**Exercise aim:**
Find how many lines below hold "elderly", then state that number by itself.

(Stored items)
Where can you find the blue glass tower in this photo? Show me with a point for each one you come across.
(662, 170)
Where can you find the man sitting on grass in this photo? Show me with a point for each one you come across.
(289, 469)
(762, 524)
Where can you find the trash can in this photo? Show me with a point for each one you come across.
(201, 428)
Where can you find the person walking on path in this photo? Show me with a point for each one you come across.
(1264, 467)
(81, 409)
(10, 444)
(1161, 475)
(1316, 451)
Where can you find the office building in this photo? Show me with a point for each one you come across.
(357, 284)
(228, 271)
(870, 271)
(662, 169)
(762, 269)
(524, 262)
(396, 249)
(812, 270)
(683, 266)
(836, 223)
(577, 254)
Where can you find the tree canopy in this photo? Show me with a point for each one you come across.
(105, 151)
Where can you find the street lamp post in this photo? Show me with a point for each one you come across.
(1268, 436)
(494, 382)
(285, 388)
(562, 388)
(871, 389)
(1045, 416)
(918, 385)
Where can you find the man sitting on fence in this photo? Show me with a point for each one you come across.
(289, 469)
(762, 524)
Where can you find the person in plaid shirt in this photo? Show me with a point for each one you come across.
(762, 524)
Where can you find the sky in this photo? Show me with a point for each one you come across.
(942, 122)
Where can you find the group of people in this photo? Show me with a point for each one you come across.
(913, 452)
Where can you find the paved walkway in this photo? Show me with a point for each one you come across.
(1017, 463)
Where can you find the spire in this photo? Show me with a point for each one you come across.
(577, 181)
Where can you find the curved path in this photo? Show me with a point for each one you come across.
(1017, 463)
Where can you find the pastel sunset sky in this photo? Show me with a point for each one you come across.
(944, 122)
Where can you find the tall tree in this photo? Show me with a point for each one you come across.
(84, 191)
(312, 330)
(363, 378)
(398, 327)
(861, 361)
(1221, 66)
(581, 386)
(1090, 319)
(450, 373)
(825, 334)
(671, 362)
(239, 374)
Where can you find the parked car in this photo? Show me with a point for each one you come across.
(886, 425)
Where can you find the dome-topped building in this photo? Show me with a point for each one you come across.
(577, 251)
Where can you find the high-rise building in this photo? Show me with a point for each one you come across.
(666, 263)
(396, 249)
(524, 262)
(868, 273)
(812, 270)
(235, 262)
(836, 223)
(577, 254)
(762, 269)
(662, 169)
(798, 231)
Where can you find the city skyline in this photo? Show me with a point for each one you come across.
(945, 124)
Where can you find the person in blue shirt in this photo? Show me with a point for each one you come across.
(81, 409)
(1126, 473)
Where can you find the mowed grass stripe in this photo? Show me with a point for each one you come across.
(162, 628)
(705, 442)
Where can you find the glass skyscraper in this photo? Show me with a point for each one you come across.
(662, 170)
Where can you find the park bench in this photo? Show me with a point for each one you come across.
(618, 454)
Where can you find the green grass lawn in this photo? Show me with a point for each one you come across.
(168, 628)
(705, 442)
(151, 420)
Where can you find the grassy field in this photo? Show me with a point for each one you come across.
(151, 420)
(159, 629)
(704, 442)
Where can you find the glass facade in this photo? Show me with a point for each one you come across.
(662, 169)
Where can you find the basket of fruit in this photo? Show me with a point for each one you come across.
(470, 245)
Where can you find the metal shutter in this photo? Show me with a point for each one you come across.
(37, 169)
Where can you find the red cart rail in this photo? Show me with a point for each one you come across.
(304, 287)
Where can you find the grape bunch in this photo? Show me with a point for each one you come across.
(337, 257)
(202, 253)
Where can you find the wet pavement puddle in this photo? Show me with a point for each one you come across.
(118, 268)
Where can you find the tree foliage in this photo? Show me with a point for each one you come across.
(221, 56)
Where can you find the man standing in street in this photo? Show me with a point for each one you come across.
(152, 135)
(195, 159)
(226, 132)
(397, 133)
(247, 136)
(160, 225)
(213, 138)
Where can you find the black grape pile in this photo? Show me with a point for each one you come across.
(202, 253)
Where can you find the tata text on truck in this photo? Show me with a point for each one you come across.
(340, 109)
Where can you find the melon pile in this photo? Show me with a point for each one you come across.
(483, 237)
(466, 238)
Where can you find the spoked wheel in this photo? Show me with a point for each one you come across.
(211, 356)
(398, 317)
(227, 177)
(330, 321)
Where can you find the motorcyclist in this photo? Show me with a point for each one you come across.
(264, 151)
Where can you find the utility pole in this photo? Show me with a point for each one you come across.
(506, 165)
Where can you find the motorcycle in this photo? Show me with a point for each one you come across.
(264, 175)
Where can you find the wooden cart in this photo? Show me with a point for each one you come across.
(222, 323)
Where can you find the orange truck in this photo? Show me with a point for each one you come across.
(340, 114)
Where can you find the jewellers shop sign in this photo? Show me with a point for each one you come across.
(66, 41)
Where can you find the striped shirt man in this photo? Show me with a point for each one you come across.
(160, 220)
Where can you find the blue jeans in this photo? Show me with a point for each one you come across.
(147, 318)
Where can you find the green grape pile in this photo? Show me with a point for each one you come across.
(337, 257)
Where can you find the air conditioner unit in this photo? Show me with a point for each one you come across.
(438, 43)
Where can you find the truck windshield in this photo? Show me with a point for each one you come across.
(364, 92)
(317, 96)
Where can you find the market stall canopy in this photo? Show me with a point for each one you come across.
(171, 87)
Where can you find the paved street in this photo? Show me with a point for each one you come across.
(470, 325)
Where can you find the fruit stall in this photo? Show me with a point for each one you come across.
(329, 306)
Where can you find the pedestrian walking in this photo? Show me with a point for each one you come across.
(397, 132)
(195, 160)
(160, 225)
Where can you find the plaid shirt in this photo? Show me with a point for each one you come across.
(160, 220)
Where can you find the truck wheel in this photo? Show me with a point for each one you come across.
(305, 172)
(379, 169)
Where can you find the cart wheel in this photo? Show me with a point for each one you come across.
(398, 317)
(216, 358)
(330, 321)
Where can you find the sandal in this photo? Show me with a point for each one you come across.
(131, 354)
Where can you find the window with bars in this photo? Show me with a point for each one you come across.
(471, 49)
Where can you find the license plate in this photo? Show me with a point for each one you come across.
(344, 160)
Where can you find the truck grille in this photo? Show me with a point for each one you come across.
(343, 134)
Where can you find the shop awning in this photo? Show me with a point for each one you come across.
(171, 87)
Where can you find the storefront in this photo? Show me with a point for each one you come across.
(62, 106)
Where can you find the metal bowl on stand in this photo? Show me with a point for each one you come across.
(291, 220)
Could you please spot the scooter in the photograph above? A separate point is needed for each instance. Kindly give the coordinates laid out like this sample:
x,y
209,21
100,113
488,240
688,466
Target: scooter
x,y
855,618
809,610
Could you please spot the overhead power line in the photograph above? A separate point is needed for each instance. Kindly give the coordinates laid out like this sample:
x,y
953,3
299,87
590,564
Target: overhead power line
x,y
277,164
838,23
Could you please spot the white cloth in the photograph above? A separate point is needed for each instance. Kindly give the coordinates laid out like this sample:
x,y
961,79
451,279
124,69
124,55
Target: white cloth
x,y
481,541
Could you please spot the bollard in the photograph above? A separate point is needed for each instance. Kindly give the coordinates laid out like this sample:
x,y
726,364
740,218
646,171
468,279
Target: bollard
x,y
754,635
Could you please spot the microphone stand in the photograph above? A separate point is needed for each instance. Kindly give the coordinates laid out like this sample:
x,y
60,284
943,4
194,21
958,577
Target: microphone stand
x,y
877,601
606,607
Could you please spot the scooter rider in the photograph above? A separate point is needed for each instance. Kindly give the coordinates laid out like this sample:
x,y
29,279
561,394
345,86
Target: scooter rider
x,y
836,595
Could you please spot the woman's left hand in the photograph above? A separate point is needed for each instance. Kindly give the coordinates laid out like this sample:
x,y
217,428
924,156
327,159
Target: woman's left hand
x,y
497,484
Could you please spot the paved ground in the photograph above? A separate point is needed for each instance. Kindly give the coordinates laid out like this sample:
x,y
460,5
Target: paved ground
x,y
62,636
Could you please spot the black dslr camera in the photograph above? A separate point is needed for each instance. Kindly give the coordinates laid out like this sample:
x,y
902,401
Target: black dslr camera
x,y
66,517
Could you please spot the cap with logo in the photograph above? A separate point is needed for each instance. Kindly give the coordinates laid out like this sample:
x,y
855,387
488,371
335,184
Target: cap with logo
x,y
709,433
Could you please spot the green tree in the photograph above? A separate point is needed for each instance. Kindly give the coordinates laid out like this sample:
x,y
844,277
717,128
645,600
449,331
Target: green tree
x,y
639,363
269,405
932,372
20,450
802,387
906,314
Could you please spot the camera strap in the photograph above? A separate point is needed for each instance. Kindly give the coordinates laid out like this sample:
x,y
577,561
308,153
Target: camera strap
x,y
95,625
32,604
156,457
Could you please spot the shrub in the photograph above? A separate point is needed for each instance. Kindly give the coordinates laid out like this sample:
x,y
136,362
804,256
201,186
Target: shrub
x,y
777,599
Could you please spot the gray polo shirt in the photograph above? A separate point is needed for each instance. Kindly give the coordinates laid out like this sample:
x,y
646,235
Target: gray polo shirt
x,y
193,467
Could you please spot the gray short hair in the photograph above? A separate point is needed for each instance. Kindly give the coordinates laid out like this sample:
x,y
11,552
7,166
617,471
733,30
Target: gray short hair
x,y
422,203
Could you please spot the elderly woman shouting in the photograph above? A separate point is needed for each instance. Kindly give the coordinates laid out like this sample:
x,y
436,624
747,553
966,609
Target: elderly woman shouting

**Answer to the problem:**
2